___ Given entries ___

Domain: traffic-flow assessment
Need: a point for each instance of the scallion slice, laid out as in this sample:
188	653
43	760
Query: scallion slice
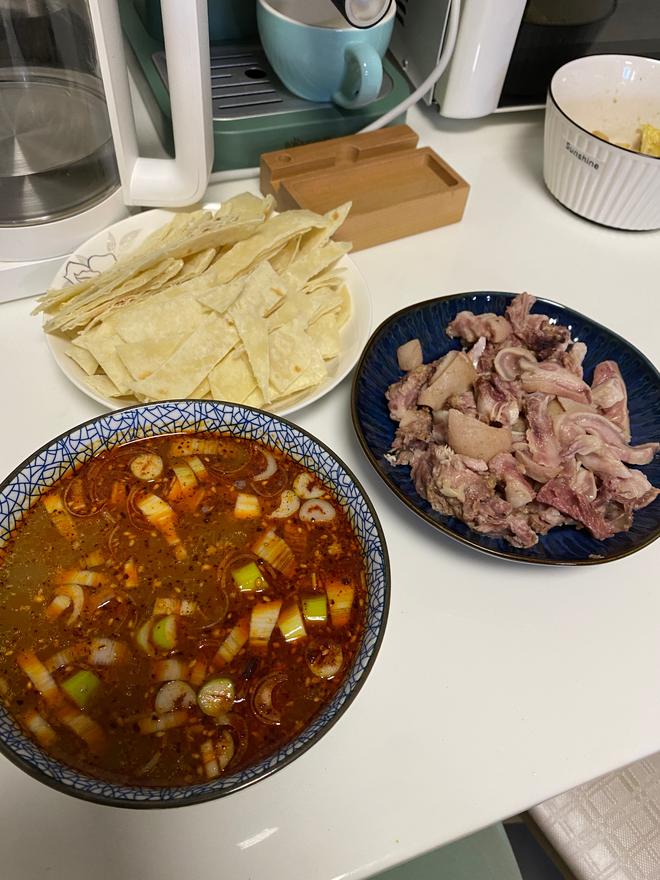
340	597
262	622
248	578
235	640
291	623
315	607
81	687
163	633
216	696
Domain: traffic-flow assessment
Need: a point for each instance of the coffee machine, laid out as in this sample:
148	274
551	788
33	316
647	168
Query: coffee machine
253	112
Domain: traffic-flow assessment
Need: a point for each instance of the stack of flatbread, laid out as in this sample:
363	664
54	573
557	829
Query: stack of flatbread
239	304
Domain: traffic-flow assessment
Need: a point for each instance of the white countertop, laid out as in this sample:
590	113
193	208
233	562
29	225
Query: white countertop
497	685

___

Can you rescale the lines above by repeating every one of them, requests included, with each point coordinate in the answers multiplied by 1.95 and rounded to the nearest whole number, halves up? The sample numbers in the requests stay as they are, and the pictures should be left out.

**Expected answer**
Domain: traffic-flow assessment
Need: a point for each instance of the scallion slice, laid out as in this sample:
188	653
43	760
Query: scallion slice
663	1164
511	1213
484	1127
458	1248
567	1215
614	1184
158	1340
318	1234
421	1357
Domain: traffic-flow assessment
Need: a point for each instance of the coffee machine, laid out as in this sample:
148	274
551	788
33	316
647	168
Query: coffee machine
493	218
Domain: traffic-flow assessment
Need: a point for each instance of the stack of flatbread, laid out as in this sample:
363	664
54	573
557	829
Query: stack of flatbread
466	593
Domain: traffic-flow assessment
Need: a point for each instance of the white countertop, laid out as in this sample:
590	113
193	208
233	562
29	225
Query: white countertop
969	1336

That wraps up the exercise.